[Provided records]
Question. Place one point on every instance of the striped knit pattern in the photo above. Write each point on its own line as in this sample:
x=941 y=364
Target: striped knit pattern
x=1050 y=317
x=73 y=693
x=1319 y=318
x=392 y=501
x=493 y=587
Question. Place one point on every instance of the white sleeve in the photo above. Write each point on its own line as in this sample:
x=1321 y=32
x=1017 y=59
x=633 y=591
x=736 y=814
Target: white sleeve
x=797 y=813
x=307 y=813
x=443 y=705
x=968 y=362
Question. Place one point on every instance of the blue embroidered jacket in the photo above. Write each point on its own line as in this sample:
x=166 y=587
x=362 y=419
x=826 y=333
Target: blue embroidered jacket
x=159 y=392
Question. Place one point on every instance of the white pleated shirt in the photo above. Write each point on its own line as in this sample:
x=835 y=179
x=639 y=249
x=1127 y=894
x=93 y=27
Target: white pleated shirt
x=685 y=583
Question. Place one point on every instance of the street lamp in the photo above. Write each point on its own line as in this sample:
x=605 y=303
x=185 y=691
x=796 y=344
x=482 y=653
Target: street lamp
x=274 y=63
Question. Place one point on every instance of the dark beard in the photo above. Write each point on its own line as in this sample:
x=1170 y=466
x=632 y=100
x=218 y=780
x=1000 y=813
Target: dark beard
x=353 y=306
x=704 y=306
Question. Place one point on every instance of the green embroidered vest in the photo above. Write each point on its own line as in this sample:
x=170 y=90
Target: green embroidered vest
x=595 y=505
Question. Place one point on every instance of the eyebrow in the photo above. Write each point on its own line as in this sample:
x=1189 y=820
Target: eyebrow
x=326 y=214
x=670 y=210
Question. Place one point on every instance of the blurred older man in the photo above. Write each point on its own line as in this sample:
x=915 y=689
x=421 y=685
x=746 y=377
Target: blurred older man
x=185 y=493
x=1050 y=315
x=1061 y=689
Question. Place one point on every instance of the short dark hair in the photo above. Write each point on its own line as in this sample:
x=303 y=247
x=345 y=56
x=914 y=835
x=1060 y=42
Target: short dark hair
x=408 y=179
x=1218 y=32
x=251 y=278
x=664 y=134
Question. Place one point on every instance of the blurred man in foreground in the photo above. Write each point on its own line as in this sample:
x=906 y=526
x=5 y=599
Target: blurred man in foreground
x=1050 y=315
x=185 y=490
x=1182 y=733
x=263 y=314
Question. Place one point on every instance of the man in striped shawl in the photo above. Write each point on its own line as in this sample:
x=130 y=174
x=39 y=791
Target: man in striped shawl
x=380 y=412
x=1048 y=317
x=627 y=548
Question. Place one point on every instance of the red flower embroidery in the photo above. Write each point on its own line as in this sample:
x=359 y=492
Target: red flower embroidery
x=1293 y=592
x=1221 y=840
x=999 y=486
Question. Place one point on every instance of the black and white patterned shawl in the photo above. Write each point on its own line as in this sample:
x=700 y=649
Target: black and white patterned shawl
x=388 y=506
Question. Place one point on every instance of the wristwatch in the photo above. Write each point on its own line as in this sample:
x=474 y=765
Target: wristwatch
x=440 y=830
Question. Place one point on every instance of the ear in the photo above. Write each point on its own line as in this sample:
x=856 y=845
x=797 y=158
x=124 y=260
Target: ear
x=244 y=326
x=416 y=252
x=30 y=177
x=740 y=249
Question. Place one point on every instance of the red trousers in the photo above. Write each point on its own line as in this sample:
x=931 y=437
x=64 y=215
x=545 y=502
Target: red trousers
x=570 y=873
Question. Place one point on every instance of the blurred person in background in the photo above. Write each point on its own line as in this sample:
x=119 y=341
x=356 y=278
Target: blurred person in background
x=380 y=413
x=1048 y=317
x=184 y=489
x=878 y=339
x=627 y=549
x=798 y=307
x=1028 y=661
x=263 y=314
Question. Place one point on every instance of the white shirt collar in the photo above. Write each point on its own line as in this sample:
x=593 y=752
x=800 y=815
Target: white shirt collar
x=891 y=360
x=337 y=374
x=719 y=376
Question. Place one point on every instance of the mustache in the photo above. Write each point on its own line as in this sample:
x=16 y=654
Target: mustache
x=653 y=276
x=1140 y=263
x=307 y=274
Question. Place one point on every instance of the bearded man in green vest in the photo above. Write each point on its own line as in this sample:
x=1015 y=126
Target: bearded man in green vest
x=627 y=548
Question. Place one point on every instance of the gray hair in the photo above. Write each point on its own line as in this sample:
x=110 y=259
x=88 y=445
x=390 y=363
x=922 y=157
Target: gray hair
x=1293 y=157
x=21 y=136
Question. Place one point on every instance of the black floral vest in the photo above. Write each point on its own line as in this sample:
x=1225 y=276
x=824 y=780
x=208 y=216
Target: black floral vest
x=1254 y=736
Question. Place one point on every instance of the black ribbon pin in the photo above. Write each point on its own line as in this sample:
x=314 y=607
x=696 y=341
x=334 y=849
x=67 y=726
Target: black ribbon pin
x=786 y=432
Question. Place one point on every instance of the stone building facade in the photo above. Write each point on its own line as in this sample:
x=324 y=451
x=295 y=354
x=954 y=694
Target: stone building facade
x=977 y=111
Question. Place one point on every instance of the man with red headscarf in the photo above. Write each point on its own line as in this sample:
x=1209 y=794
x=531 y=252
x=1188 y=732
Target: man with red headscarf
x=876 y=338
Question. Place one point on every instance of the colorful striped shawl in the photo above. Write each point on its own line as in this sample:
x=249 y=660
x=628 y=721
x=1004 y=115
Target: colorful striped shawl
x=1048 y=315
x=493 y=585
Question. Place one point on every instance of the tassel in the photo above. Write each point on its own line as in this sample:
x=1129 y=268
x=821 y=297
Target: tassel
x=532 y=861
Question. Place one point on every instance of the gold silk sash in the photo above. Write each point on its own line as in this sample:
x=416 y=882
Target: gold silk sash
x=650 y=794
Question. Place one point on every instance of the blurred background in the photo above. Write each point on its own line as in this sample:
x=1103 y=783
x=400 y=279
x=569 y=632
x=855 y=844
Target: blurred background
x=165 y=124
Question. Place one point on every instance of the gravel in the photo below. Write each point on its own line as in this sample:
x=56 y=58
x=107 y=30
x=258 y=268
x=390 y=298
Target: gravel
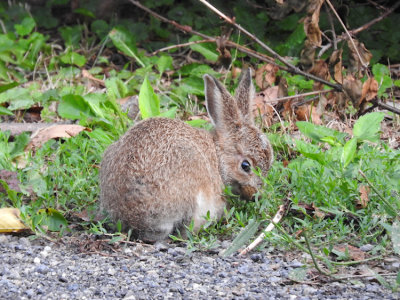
x=39 y=269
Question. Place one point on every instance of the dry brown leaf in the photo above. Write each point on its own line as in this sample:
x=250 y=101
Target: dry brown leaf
x=266 y=76
x=355 y=66
x=262 y=104
x=308 y=112
x=57 y=131
x=354 y=252
x=335 y=65
x=311 y=22
x=353 y=89
x=369 y=90
x=362 y=202
x=10 y=220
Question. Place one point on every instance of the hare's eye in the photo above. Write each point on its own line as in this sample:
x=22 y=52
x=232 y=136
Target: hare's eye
x=246 y=166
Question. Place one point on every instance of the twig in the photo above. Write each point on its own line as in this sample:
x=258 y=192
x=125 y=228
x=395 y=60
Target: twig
x=284 y=99
x=292 y=68
x=182 y=45
x=313 y=257
x=361 y=28
x=278 y=216
x=378 y=193
x=387 y=107
x=348 y=34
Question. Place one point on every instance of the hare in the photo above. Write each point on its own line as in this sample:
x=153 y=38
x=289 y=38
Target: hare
x=163 y=173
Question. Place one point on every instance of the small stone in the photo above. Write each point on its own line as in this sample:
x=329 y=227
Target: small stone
x=42 y=269
x=111 y=271
x=243 y=269
x=296 y=264
x=256 y=257
x=160 y=246
x=73 y=287
x=366 y=247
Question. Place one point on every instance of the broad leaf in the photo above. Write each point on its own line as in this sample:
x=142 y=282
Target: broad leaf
x=73 y=107
x=349 y=152
x=125 y=42
x=26 y=26
x=164 y=63
x=73 y=58
x=320 y=133
x=368 y=126
x=149 y=104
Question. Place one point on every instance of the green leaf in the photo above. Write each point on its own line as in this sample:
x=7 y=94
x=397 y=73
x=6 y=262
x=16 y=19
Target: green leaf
x=26 y=26
x=349 y=152
x=320 y=133
x=116 y=88
x=171 y=113
x=18 y=98
x=71 y=35
x=19 y=144
x=368 y=126
x=395 y=235
x=208 y=50
x=53 y=219
x=246 y=234
x=73 y=58
x=298 y=275
x=149 y=104
x=8 y=86
x=164 y=63
x=5 y=111
x=124 y=42
x=398 y=278
x=73 y=107
x=84 y=12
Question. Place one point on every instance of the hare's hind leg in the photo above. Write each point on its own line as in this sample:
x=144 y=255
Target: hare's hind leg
x=156 y=233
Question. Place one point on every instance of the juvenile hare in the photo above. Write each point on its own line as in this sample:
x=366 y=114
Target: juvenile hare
x=164 y=173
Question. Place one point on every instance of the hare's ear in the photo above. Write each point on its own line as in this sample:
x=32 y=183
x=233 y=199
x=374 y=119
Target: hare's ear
x=244 y=95
x=221 y=106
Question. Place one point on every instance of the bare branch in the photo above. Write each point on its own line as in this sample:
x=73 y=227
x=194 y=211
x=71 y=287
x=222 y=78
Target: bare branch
x=276 y=219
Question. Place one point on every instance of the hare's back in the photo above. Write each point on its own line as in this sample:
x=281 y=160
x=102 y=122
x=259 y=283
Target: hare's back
x=164 y=145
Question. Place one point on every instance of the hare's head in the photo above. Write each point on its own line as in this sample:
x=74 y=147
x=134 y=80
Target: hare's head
x=241 y=146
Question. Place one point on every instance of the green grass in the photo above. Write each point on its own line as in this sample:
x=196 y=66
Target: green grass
x=59 y=182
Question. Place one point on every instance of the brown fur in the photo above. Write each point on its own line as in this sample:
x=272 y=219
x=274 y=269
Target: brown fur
x=163 y=173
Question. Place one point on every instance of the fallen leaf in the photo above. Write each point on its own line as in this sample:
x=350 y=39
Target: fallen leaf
x=10 y=220
x=262 y=104
x=369 y=90
x=362 y=202
x=266 y=76
x=308 y=112
x=355 y=65
x=41 y=136
x=335 y=65
x=354 y=252
x=353 y=89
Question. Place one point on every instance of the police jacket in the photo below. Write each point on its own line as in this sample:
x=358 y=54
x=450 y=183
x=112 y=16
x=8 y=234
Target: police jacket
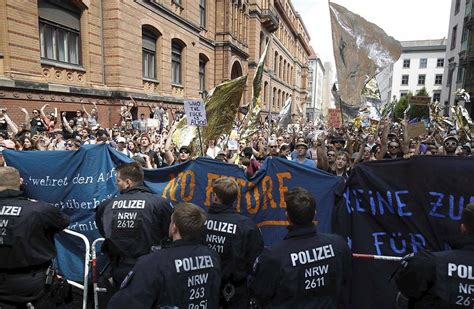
x=183 y=274
x=27 y=228
x=305 y=270
x=133 y=222
x=236 y=239
x=440 y=279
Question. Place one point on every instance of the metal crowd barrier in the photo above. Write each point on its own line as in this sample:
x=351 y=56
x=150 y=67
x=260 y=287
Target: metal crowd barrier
x=94 y=272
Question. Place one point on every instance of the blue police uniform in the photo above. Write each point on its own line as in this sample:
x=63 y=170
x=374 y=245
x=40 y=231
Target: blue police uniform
x=27 y=247
x=238 y=242
x=132 y=223
x=439 y=279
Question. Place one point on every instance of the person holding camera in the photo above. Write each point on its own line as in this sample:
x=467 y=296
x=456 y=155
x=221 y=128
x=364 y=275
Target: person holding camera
x=27 y=229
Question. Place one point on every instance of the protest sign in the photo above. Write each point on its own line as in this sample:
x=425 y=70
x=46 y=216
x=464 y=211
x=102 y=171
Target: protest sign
[/Provided records]
Problem to work on
Your answer is a single number: the count of lines in the records holding the string "sign".

Answer to the exercise
2